# [Problems and tasks]
[1] Sum up the school repairs article in two sentences.
[2] According to the school repairs article, how much did the School Board approve for the engineering study of a new heating system?
[3] Retype the school repairs article from "Board members at" up to and including "before it fails.".

# [Study text]
━━━━━━

By Katy Savage
Killington Elementary School is slated to get a new roof next year.
The building’s roof is “leaking everywhere,” Jim Fenn, Windsor Central Supervisory Union’s director of finance and operations, told board members on July 12.
The project is estimated to cost up to $2 million for a new roof and insulation inside the building. Fenn said an architect is addressing the roof issues of the school, which dates back to the 1970s.
Joe Rigoli, the district’s buildings and grounds manager, said the contractors will likely build a new metal standing seam roof or an asphalt roof over the top of the existing roof.
“The school has massive heat loss coming out through the roof itself,” he said after the meeting.
Rigoli said the European-style roof is a “cold roof,” built to hold snow on top of it as insulation. Cold roofs are meant to prevent ice dams and leaks.
“What happens is the complete opposite,” Rigoli said, explaining there weren’t sufficient engineering studies done when the building was constructed.
Giant icicles form on the roof in the winter and “literally touch the ground,” he said, forming hazards for people walking by.
“In the winter it really does wreak havoc,” Rigoli said.
The project will be out to bid in January and upgraded next summer. At the same time, the board will put out a bid construction of a new $1 million heating system at Woodstock Union High School.
The School Board approved a $75,000 expense on July 12 so Dubois & King Inc. can complete an engineering study for a new heating system in addition to a $20,000 expense to band-aid the existing system this winter.
Rigoli said the high school portion of the 1950s building runs on steam.
“There’s just no repairing it anymore,” he said after the meeting. “There’s really not much more we can do. It was a daily struggle even to moderate the temperature in the building. Things are so old, they don’t function well.”
The $20,000 tune-up to replace gaskets and rebuild some pumps will be done before the next school year begins. Rigoli hopes to change the steam system to hot water and have a bid out in January to complete the work next summer.
Board members at the meeting discussed the pros and cons of replacing the heating system while they anticipate a new $80 million high school and middle school building in the not-too-distant future.
Some have questioned if the upgraded heating system could be used in the new building but the board has yet to decide what the new heat system will be in the new building and several board members emphasized the dire need to replace the heating system before it fails.
“If there’s anything that keeps me up at night, it’s not Covid anymore, it’s what’s going to be happening to that building,” Superintendent Sherry Sousa said.
The School Board’s buildings and grounds committee looked into using external classrooms, leasing another facility, and using heat pumps at the existing building before determining that converting the steam system to hot water was the least costly solution.
“We did our homework,” said board member Jim Haff.

━━━━━━

# [Input data]
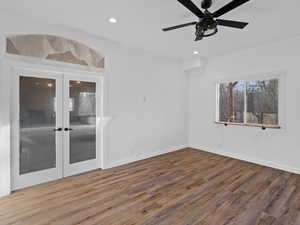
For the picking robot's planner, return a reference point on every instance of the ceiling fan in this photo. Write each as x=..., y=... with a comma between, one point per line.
x=207, y=25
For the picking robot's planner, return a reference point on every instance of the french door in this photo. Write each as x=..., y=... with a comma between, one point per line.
x=55, y=120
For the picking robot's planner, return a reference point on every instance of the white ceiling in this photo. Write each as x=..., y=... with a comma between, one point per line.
x=140, y=23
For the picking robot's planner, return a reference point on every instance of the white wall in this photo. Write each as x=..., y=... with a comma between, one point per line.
x=277, y=148
x=144, y=93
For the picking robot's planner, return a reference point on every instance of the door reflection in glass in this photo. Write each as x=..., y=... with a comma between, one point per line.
x=82, y=107
x=37, y=124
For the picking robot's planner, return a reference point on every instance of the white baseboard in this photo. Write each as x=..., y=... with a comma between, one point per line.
x=144, y=156
x=249, y=159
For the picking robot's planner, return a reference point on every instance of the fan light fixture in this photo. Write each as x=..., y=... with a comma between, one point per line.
x=113, y=20
x=208, y=22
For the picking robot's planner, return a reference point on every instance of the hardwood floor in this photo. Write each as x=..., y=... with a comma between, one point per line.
x=187, y=187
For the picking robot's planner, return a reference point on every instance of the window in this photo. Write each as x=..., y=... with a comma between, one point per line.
x=253, y=102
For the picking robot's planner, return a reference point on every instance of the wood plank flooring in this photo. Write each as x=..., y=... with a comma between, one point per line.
x=187, y=187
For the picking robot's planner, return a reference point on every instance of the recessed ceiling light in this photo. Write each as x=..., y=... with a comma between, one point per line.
x=113, y=20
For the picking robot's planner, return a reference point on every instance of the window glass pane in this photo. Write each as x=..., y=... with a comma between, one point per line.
x=262, y=102
x=231, y=101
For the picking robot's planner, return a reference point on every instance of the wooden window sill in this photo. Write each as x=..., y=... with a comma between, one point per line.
x=249, y=125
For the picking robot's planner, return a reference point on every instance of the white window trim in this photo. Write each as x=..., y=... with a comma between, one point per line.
x=279, y=75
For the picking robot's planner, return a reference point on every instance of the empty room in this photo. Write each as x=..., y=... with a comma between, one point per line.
x=149, y=112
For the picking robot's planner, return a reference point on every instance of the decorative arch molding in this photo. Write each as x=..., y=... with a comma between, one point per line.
x=54, y=48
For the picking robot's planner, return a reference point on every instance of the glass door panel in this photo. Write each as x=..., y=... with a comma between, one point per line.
x=80, y=124
x=82, y=121
x=36, y=118
x=37, y=124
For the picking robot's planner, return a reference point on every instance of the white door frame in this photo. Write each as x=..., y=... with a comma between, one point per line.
x=19, y=66
x=29, y=179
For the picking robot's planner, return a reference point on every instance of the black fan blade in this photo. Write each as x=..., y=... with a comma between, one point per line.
x=230, y=6
x=231, y=23
x=179, y=26
x=192, y=7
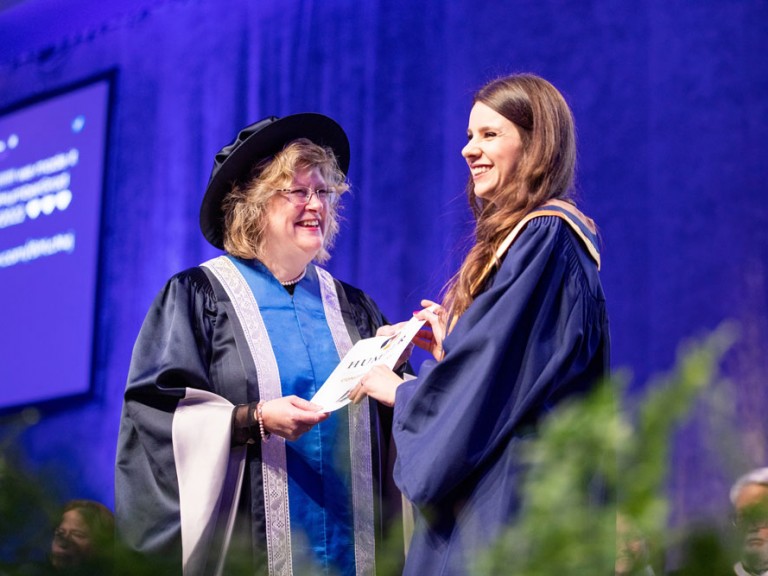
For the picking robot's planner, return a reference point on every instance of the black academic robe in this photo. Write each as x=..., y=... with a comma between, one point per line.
x=192, y=352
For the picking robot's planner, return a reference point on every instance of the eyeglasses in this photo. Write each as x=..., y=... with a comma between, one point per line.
x=61, y=534
x=302, y=196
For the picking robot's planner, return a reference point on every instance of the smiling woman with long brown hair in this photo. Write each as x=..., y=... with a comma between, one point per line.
x=523, y=325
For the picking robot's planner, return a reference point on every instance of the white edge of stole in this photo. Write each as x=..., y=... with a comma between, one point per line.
x=209, y=473
x=542, y=211
x=273, y=456
x=359, y=438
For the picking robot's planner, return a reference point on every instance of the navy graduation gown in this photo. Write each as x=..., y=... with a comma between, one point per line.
x=538, y=333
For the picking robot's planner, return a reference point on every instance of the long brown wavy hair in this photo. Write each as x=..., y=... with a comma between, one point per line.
x=545, y=171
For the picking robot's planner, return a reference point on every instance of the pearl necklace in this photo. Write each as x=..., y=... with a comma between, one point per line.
x=295, y=280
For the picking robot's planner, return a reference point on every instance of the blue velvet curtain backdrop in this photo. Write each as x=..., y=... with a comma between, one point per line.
x=671, y=103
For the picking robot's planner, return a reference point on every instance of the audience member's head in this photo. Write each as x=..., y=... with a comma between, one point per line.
x=749, y=496
x=84, y=537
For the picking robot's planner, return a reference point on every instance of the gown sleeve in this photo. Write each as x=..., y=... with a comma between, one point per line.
x=533, y=336
x=172, y=353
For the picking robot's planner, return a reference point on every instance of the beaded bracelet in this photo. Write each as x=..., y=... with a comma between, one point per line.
x=264, y=434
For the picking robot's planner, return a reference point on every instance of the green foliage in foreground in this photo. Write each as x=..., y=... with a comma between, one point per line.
x=596, y=486
x=592, y=463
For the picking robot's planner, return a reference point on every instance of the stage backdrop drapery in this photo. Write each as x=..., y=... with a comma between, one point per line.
x=671, y=104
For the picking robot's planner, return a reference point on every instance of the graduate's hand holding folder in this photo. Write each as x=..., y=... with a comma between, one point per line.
x=364, y=355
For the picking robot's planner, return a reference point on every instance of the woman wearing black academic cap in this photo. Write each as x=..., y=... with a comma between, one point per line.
x=220, y=450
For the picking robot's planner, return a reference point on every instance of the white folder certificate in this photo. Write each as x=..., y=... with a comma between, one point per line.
x=366, y=353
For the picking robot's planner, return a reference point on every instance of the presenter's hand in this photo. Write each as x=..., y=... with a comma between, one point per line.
x=391, y=330
x=290, y=416
x=432, y=340
x=380, y=383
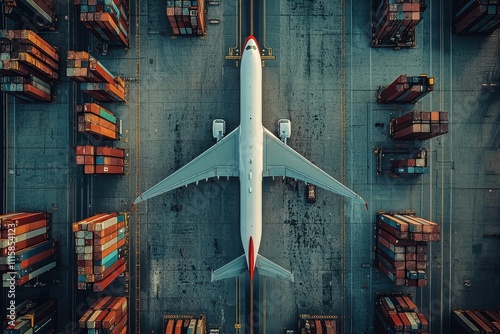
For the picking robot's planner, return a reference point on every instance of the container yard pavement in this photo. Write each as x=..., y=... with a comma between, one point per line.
x=325, y=74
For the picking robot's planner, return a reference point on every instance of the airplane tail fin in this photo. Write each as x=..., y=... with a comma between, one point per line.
x=233, y=269
x=264, y=267
x=268, y=268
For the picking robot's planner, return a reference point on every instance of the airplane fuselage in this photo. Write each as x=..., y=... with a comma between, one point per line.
x=251, y=151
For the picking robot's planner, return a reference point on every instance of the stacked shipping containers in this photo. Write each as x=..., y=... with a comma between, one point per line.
x=476, y=16
x=26, y=251
x=106, y=19
x=100, y=160
x=101, y=248
x=175, y=323
x=186, y=17
x=416, y=165
x=106, y=315
x=470, y=321
x=41, y=13
x=34, y=317
x=406, y=89
x=394, y=22
x=419, y=125
x=97, y=120
x=317, y=324
x=401, y=247
x=94, y=78
x=396, y=313
x=29, y=65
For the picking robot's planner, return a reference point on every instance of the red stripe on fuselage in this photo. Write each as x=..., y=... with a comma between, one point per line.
x=251, y=257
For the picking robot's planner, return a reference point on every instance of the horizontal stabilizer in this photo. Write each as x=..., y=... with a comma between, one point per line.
x=233, y=269
x=268, y=268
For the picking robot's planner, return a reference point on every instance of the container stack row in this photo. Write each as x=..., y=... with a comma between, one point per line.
x=106, y=315
x=401, y=247
x=476, y=16
x=29, y=65
x=41, y=13
x=186, y=17
x=470, y=321
x=33, y=317
x=106, y=19
x=417, y=165
x=95, y=80
x=396, y=313
x=394, y=22
x=317, y=324
x=100, y=243
x=96, y=120
x=183, y=324
x=100, y=160
x=27, y=251
x=406, y=89
x=419, y=125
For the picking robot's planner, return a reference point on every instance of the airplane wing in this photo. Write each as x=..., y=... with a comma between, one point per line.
x=219, y=160
x=282, y=160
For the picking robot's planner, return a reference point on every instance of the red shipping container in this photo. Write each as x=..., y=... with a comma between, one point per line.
x=106, y=169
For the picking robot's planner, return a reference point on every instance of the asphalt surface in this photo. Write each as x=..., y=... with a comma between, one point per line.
x=324, y=80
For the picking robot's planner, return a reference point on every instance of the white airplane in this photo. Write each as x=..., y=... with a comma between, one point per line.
x=250, y=152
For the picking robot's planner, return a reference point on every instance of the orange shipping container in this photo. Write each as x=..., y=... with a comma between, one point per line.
x=110, y=152
x=106, y=169
x=85, y=150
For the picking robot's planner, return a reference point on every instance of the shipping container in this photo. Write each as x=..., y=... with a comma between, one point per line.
x=396, y=313
x=186, y=17
x=406, y=89
x=393, y=24
x=30, y=64
x=34, y=316
x=101, y=241
x=105, y=315
x=401, y=247
x=418, y=125
x=95, y=80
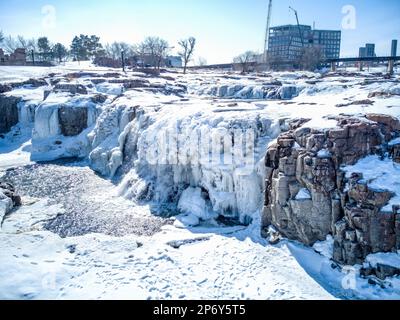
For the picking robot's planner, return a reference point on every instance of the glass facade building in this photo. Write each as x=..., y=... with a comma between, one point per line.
x=287, y=42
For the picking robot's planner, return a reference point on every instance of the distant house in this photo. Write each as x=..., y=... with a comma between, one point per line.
x=173, y=62
x=17, y=58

━━━━━━

# [Task-by-task solutions]
[1] Killington Elementary School's leaking 1970s roof, which loses a lot of heat, is set to be replaced at a cost of up to $2 million, with bids in January and work next summer. The board also approved $75,000 for an engineering study and $20,000 to patch the old steam heating system at Woodstock Union High School, with plans to switch it to hot water.

[2] $75,000.

[3]
Board members at the meeting discussed the pros and cons of replacing the heating system while they anticipate a new $80 million high school and middle school building in the not-too-distant future.
Some have questioned if the upgraded heating system could be used in the new building but the board has yet to decide what the new heat system will be in the new building and several board members emphasized the dire need to replace the heating system before it fails.